-- Supplied records follows --

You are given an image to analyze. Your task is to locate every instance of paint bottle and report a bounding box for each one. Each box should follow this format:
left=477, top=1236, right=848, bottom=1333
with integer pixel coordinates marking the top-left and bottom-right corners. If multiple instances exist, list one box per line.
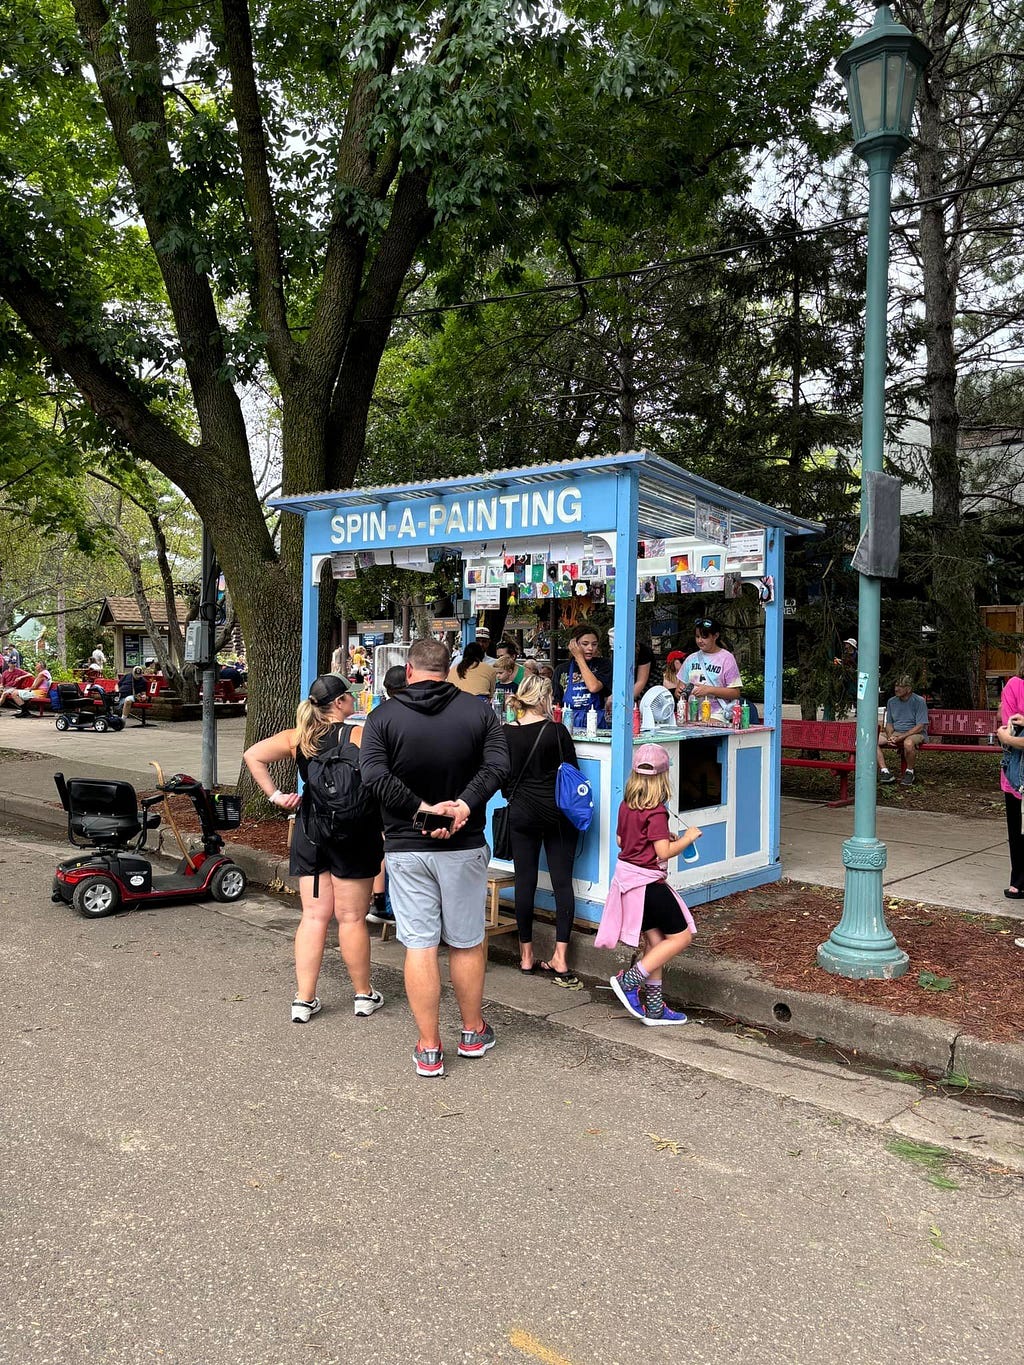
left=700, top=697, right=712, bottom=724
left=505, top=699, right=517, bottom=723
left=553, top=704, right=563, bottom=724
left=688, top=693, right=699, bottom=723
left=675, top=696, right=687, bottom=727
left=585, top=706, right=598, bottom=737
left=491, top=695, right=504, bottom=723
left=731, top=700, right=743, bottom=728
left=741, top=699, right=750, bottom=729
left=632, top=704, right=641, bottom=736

-- Supplied records concluded --
-- Supplied records follows --

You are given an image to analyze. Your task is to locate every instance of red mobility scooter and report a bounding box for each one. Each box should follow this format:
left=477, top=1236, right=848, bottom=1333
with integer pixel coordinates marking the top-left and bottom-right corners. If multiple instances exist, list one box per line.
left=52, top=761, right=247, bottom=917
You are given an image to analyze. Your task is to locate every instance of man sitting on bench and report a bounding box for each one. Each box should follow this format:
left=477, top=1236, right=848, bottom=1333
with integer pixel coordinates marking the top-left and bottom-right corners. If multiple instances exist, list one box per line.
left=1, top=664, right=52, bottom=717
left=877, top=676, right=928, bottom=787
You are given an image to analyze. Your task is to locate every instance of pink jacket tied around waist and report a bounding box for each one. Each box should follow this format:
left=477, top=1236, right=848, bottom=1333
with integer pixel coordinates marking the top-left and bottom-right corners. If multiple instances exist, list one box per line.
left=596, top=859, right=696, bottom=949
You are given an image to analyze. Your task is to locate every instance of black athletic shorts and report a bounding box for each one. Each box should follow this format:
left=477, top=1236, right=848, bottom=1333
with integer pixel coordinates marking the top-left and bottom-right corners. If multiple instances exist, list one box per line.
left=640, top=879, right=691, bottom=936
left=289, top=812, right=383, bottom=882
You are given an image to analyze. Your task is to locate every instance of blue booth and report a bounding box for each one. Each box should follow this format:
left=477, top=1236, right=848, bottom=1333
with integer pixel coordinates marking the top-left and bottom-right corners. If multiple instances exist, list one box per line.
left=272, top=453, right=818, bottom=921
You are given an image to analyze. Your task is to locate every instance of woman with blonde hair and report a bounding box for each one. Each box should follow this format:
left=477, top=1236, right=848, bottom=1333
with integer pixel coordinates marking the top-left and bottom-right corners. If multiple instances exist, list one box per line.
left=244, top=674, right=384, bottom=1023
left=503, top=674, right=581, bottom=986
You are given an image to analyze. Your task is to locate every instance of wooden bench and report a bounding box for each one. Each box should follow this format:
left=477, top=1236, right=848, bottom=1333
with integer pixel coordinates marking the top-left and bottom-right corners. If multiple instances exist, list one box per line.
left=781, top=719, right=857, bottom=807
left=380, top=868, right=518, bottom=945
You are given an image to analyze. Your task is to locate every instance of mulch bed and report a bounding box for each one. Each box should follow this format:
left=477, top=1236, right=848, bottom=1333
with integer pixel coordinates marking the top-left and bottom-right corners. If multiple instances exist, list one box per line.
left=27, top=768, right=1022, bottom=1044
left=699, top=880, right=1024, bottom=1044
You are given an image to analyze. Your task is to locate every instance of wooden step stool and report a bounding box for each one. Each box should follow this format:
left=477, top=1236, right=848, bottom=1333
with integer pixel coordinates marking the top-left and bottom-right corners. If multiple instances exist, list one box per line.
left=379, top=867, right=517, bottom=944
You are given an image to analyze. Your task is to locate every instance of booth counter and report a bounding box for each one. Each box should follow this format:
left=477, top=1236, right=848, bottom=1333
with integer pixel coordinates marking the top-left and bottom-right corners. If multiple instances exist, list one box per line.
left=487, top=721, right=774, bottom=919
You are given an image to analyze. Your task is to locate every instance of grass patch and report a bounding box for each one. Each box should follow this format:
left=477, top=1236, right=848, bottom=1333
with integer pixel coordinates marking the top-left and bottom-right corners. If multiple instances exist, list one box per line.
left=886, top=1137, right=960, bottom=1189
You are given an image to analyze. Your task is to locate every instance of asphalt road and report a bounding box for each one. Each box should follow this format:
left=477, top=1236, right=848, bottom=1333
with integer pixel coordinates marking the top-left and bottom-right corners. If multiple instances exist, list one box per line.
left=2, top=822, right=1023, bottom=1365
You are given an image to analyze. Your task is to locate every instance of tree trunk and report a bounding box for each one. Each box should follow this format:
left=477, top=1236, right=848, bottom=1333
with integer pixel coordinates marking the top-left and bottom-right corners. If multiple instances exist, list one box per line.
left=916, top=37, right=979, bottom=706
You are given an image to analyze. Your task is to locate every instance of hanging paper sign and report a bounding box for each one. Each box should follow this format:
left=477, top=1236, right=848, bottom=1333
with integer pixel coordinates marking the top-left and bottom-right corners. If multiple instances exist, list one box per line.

-- Supplied records concluded --

### Problem description
Every line of the data above that contains the word "bench" should be counted; please give the total alone.

### Task result
2